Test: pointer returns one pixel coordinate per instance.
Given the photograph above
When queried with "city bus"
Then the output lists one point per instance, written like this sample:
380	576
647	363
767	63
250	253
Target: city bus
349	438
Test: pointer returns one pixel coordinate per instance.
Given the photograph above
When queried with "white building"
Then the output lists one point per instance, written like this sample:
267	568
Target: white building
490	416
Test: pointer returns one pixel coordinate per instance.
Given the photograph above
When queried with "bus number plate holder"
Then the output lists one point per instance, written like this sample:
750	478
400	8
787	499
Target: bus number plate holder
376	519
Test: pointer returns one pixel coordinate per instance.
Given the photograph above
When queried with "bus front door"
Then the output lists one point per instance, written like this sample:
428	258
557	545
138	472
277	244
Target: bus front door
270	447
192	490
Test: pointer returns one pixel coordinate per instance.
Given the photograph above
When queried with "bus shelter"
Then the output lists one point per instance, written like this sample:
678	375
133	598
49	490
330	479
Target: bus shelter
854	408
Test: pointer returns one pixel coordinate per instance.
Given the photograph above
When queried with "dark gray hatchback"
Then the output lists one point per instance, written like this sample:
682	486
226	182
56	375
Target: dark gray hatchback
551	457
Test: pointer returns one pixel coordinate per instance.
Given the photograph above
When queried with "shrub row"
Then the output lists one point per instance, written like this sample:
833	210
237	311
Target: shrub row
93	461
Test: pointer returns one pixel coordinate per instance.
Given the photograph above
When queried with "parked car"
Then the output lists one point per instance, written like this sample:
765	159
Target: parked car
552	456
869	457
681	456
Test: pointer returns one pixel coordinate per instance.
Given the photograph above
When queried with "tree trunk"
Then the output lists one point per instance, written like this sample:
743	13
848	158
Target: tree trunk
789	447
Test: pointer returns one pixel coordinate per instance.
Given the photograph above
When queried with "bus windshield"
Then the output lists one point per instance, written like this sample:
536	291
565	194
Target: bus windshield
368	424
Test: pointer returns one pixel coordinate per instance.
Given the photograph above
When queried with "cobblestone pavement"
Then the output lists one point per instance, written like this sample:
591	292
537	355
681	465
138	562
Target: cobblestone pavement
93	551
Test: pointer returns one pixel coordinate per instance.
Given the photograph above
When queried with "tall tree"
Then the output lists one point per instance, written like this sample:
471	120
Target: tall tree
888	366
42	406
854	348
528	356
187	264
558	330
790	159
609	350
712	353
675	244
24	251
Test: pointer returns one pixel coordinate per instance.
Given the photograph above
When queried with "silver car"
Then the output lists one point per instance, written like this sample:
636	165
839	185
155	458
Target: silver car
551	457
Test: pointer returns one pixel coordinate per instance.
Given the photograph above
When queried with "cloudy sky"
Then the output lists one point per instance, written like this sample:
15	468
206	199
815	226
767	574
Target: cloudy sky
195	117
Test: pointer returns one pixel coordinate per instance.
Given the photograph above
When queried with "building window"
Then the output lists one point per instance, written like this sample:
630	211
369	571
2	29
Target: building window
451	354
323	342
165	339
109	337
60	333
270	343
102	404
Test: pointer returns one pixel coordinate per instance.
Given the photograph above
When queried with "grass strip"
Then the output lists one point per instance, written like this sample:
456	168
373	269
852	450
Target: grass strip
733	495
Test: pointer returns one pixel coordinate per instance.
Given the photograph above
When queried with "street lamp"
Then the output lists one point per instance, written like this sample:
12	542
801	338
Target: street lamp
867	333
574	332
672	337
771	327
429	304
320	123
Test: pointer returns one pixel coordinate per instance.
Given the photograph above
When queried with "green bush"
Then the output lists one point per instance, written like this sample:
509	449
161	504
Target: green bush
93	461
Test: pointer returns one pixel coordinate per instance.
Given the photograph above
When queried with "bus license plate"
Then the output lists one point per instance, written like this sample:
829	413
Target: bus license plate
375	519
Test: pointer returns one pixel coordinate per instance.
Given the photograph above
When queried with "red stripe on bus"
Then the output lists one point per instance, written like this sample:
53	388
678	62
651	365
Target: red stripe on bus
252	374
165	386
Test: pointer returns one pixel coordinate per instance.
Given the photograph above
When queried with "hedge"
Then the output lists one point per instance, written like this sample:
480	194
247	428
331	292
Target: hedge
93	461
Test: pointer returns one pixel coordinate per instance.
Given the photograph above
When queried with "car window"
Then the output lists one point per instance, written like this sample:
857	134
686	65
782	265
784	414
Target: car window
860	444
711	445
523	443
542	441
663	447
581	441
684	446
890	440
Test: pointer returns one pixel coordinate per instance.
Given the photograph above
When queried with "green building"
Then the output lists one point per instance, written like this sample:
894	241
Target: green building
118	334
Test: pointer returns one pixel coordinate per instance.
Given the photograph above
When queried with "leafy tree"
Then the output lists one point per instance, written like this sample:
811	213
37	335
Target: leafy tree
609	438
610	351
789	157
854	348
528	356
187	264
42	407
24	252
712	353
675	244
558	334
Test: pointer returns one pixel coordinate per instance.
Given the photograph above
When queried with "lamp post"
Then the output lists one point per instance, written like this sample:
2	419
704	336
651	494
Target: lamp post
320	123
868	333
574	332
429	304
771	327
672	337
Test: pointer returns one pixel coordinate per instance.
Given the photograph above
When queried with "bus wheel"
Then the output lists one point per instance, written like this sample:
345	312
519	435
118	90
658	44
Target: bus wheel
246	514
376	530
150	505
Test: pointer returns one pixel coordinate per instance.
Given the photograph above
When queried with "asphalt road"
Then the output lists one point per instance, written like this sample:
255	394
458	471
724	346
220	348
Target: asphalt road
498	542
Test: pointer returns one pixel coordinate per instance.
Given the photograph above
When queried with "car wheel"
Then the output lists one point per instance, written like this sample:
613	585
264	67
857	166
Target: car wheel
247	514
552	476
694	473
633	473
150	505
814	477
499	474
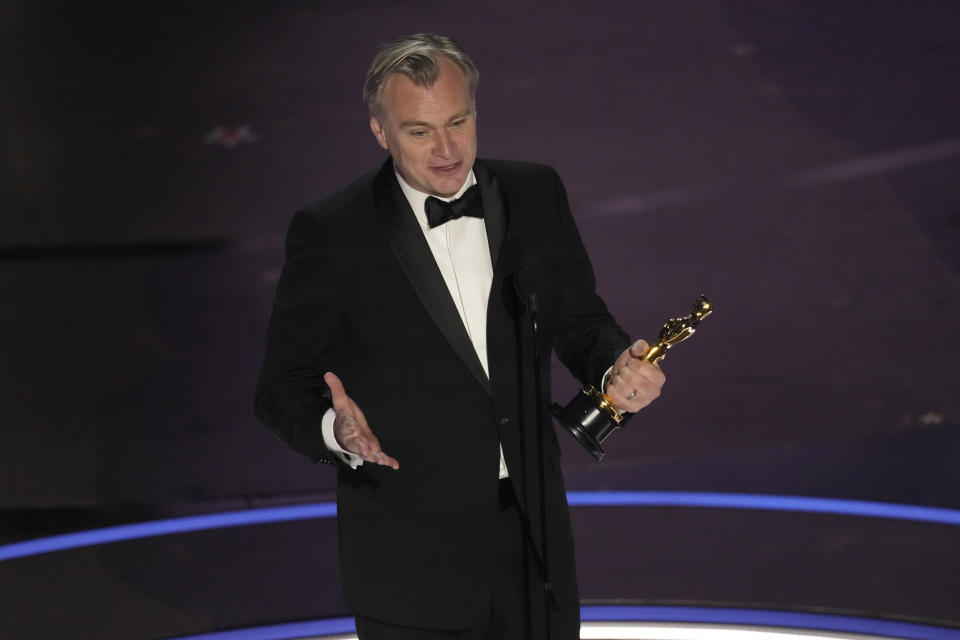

**To do**
All the records need to be printed again exactly as written, though without their pictures.

**Task result**
Test: pointer returns one pixel coordinate per instance.
Given the photograph above
When queried with "city bus"
Then the output lists one point per instance, written like this sample:
380	576
647	363
767	63
250	253
Target: city bus
349	438
Test: pointer returns one pixel coordinate per instance.
Given the photograph above
When queried with "white building"
Then the output lists one point per instance, written like this sample:
267	568
Target: white building
490	416
Test: pointer returns one pixel coordinate per instance.
Given the photograph above
When queried with "bus number plate holder"
Then the output lists one point per instance, written like this sample:
750	478
400	8
787	499
Target: bus number plate holder
376	519
Test: pointer returns one pixel coordinate per instance.
Given the photograph above
When queried with "bus front door"
Then the output lists one point per instance, written like this sample:
428	258
557	545
138	472
277	244
Target: bus front door
270	447
192	490
Test: pointer returns one pixel coordinate per instance.
Given the photograph above
When queried with "bus shelter"
Then the output lists one point per instance, written like this sample:
678	375
133	598
49	490
330	479
Target: bus shelter
854	408
Test: pointer returns one pixel coordinate per instance.
Given the photograph above
When queried with "dark gray hatchback"
Then the output lists one point per instance, written like this sample:
682	486
226	182
56	375
Target: dark gray hatchback
551	457
Test: pointer returns one pixel coordinate per instance.
Given the photograph above
When queried with "shrub row"
Then the output lists one point per instance, written like this sample:
833	210
237	311
Target: shrub row
93	461
Test: pointer returns one pixel coordinate per instance.
Given the photograph above
When queried with "parked car"
Then the output lists one point per instance, written like this sample:
765	159
Target: parked car
552	456
869	457
681	456
Test: pointer returns one pixel coordinate per instance.
Given the photograph above
When queried with "tree trunk"
Then the output lists one point per instance, written like this sample:
743	13
848	158
Target: tree trunk
789	447
Test: pointer returns one pixel coordinate per instance.
Given the photograph above
When queried with "bus windshield"
Then the output lists one point per instance, written like this sample:
536	291
565	194
Target: bus windshield
368	424
Test: pointer returns one pixel coordinate per instance.
Given the photograph above
When queried with "cobblestone pavement"
Then the output lists one point per instance, written like this sample:
591	292
537	355
681	465
138	562
Target: cobblestone pavement
93	551
Test: pointer returns one pixel coordinate per instance.
Given the photograph above
When queried with "tall tree"
Then the output lists one point per instance, written like this sample:
471	120
Target: tall tree
888	366
42	406
854	348
528	356
187	264
558	330
790	159
609	350
712	353
675	244
24	251
Test: pointer returns one pixel coordinate per instance.
Given the photograph above
When queried with "silver car"
Then the output lists one point per instance, written like this sample:
636	165
839	185
155	458
Target: silver car
551	457
Test: pointer returns one pixel coordinate per instance.
Given the photograph above
When queried with "cloudy sky"
Then the output lists one point per instance, written like this sample:
15	468
206	199
815	226
767	574
Target: cloudy sky
195	117
Test: pointer returns one pixel coordinate per instance.
Given the photograph above
When queried with "building window"
Then the output lists one point per instance, written like this sample:
630	211
369	571
2	29
Target: building window
451	354
323	342
165	339
109	337
60	333
270	343
102	404
Test: pointer returns one pixel coordinate per instance.
Given the photograph above
When queried with "grass strip"
Then the output lists one point per instance, written like this sample:
456	168
373	269
852	450
Target: grass strip
733	495
Test: pointer returns one pixel coordinate per instance.
Given the photograph above
When queried with "street lamp"
Then the output lists one point per instance, written like this sample:
12	542
801	338
Target: street lamp
867	333
574	332
672	337
771	327
429	304
320	123
Test: pointer returns one pixel coordinate per instance.
Given the photograph above
When queried with "green bush"
Then the output lists one point per instance, written like this sample:
509	449
161	504
Target: green bush
93	461
Test: pointer returns one pixel coordinate per instance.
Given the photograph above
When queried with "bus license plate"
Then the output lists one point per instance, written like this sample:
829	413
Target: bus license plate
375	519
Test: pointer returns one pixel coordinate per instance.
Given the photograph above
When queried with "red stripe on bus"
Then the output lists one point per instance, written like this sample:
53	388
678	62
651	365
Target: red stripe on bus
252	374
165	386
Test: pointer returns one pixel coordinate per instance.
Given the photograph above
When queried with "hedge"
Then the output lists one point per instance, written like this sample:
480	194
247	428
331	292
Target: hedge
93	461
Test: pointer returns one pixel coordinate per instance.
Given the photograph above
When queried with "car window"
Then the output lists one point per instance, written like this sample:
857	134
686	65
782	265
784	414
Target: car window
860	444
711	445
523	443
542	441
663	447
581	441
684	446
890	440
Test: pointer returns one pixel coordinate per instance.
Given the photograph above
When queried with "green building"
Then the output lists one point per instance, written like this sample:
894	241
Target: green building
118	334
Test: pointer returns one pixel coordinate per instance.
Given the photograph above
When queried with "leafy tree"
Then the output lists one point per instance, written like this sample:
811	213
37	335
Target: leafy tree
609	438
610	351
789	157
854	348
528	356
187	264
42	407
24	252
712	353
675	244
558	334
Test: pointer returns one pixel coordinate per instance.
Given the photograph above
When queried with "lamp post"
Then the output lists one point per instance, written like this sample:
2	419
704	336
651	494
Target: lamp post
320	123
868	333
574	332
429	304
771	327
672	337
Test: pointer returns one pixel coordinate per instance.
Given the photograph above
When queried with "bus wheel"
Then the output lists one point per instance, written like this sample:
345	312
519	435
118	90
658	44
Target: bus wheel
246	514
376	530
150	505
Test: pointer returns one pixel coordinate per instance.
Given the photograph above
When queried with "asphalt road"
Then the output lists one point per instance, written like this sample:
255	394
458	471
724	346
220	348
Target: asphalt road
498	542
Test: pointer returns one pixel coordinate per instance.
Given the photograph above
When queried with "car wheel"
Then the output lists one point per instance, written like this sample:
613	585
264	67
857	166
Target: car wheel
247	514
552	476
694	473
633	473
150	505
814	477
499	474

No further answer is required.